-- BEGIN Document --

Opinion
18-01410 (MCF) ADVERSARY 19-00456
06-02-2022
CHAPTER 7
OPINION AND ORDER
MILDRED CABAN FLORES UNITED STATES BANKRUPTCY JUDGE
After the court entered a partial summary judgment against Cooperativa de Ahorro y Credito de Aguas Buenas ("Defendant"), it now alleges that a third-party is responsible for the discharge violation. Emilio Torres Ramos ("Plaintiff") opposes. The Defendant argues under Fed.R.Civ.P. 60(b)(1)(2) & (6), made applicable to bankruptcy under Fed.R.Bankr.P. 9024, that: 1) there was a mistake of law and fact made by this court; 2) new evidence was discovered after judgment; 3) process of discovery of evidence was not completed by Plaintiff; and 4) the award on damages and fees will result in an undue hardship. The Plaintiff alleges that the Defendant's motion fails to satisfy the tests for relief from judgment. For the reasons below, we agree with the Plaintiff and deny the Defendant's motion for relief from judgment.
On March 16, 2018, the Plaintiff filed for chapter 7 bankruptcy. Four months later, this court entered the discharge order. Seven months after the entry of discharge, the Plaintiff received a credit card statement from the Defendant that contained collection language. He subsequently received two more statements that contained language demanding payment. During the same time, the Defendant reported to Equifax, a credit report agency, that Plaintiff's account was delinquent. On September 29, 2021, the court entered a partial summary judgment order that determined that the Defendant incurred in collection efforts by 1) sending credit card statements demanding payment, and 2) failing to report to the credit bureau that the Plaintiff was in bankruptcy. Docket No. 86.
The Defendant contends that this court had previously determined in a discovery order that the correspondence sent to the Plaintiff was not a collection letter. The Defendant argues that the court mistakenly changed its previous determination that the communications sent to the Plaintiff were not collection letters. Docket No. 98 at 5-6. The Defendant understands that it was misled by the court, and it was deprived of the opportunity of considering a different course of action in the defense of the case. Id. at 6. After the court entered partial summary judgment, the Defendant alleges that it discovered that it was not the party that sent the monthly statements to the Plaintiff, but rather a third-party, Evertec. The Defendant also observes that there are extraordinary issues that warrant relief from the order granting partial summary judgment, namely: 1) failure of the Plaintiff to complete discovery; 2) the actions upon which the complaint is based were not taken directly by the Defendant; 3) contradictory determinations by the court; and 4) the eventual awarding of damages, costs and attorney fees to the Defendant will be an undue hardship.
The Plaintiff responds that the Defendant is misinterpreting the discovery order at Docket No. 44. Docket No. 111. The Plaintiff points out that the Defendant did not provide an explanation in its motion as to why an alleged third-party is sending credit card statements to the Plaintiff on its behalf. Id. The Plaintiff raises the fact that the Defendant was not diligent in performing discovery and that it has failed to assert any extraordinary circumstance to justify relief under Fed.R.Civ.P. 60(b)(6). Id.

-- END Document --
-- BEGIN Data listing --

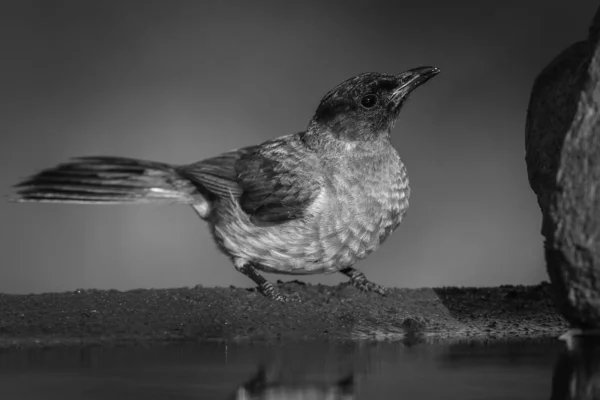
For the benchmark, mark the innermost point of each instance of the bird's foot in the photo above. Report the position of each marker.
(360, 281)
(269, 291)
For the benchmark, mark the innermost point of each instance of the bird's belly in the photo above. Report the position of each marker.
(335, 237)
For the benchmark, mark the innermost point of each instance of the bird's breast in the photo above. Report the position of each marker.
(366, 203)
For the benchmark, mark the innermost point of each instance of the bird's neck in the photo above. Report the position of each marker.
(326, 143)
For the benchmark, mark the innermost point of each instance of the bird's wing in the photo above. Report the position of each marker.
(217, 176)
(280, 180)
(274, 182)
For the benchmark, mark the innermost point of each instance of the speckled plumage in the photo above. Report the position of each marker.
(316, 201)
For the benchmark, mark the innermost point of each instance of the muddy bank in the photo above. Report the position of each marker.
(326, 312)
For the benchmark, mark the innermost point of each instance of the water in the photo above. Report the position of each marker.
(283, 371)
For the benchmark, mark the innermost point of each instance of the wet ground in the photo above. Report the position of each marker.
(325, 313)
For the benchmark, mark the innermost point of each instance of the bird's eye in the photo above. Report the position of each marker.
(368, 101)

-- END Data listing --

● **Instructions**:
**1)** In the bankruptcy opinion, what third party does the Defendant say sent the monthly statements to the Plaintiff?
**2)** Write out everything in the bankruptcy opinion from "On March 16, 2018, the" down to "Docket No. 86.".
**3)** Pick up the bankruptcy opinion after its last sentence and carry it on.
The data plays no part in this work.

● **Answers by task**:
**1)** Evertec.

**2)**
On March 16, 2018, the Plaintiff filed for chapter 7 bankruptcy. Four months later, this court entered the discharge order. Seven months after the entry of discharge, the Plaintiff received a credit card statement from the Defendant that contained collection language. He subsequently received two more statements that contained language demanding payment. During the same time, the Defendant reported to Equifax, a credit report agency, that Plaintiff's account was delinquent. On September 29, 2021, the court entered a partial summary judgment order that determined that the Defendant incurred in collection efforts by 1) sending credit card statements demanding payment, and 2) failing to report to the credit bureau that the Plaintiff was in bankruptcy. Docket No. 86.

**3)**
Motion for Relief from Judgment
The court may relieve a party from a judgment or an order in the presence of 1) mistake, inadvertence, surprise, or excusable neglect; 2) newly discovered evidence that, with reasonable diligence, could not have been discovered in time to move for a new trial under Rule 59(b); 3) fraud, misrepresentation, or other misconduct; 4) void judgment; 5) equitable considerations; and 6) any other reason that justifies relief. Fed.R.Civ.P. 60(b). The court may not relieve a party from judgment on grounds outside of the six factors enumerated in the rules. 3 Moore's Manual--Federal Practice and Procedure § 26.40 (2022). A motion under Fed.R.Civ.P. 60(b) must be made within a reasonable time, except in cases where a judgment is void. 3 Moore's at § 26.61. What is or is not reasonable is evaluated on a case-by-case scenario and "the court must analyze the facts to determine whether the opposing party was prejudiced by the delay and whether the moving party had a good reason for failing to take action sooner." Id. Relief from judgment under Fed.R.Civ.P. 60(b)(1) & (2) must be made within a one-year period and even though a motion is timely filed, the court may deny it if it is not made within a reasonable period. Id.
Fed. R. Civ. P. 60(b)(1) allows the court to reconsider a judgment when the court has made substantive mistake of law or fact in the final judgment or order. 3 Moore's at § 26.41(citing Owens v. Republic of Sudan, 864 F.3d 751, 818 (D.C. Cir. 2017); Fisher v. Kadant, Inc., 589 F.3d 505, 513 n. 5, (1st Cir. 2009); Utah v. United States, 528 F.3d 712, 722-723 (10th Cir. 2008)). In the First Circuit, motions to obtain relief from judgment on the ground that the judgment is based on a legal error made by the court are not allowed under Rule 60(b)(1). Id. (citing Hoult v. Hoult, 57 F.3d 1, 5 (1st Cir. 1995)). Claims of legal error in our circuit may be reviewed only by Fed.R.Civ.P. 59, made applicable to bankruptcy under Fed.R.Civ.P. 9023, or by an appeal. Id. Moreover, under this rule, the term "surprise" means that the court's judgment has created an unexpected and extreme hardship to the moving party. Id. (citing Budget Blinds, Inc. v. White, 536 F.3d 244, 255 (3d Cir. 2008).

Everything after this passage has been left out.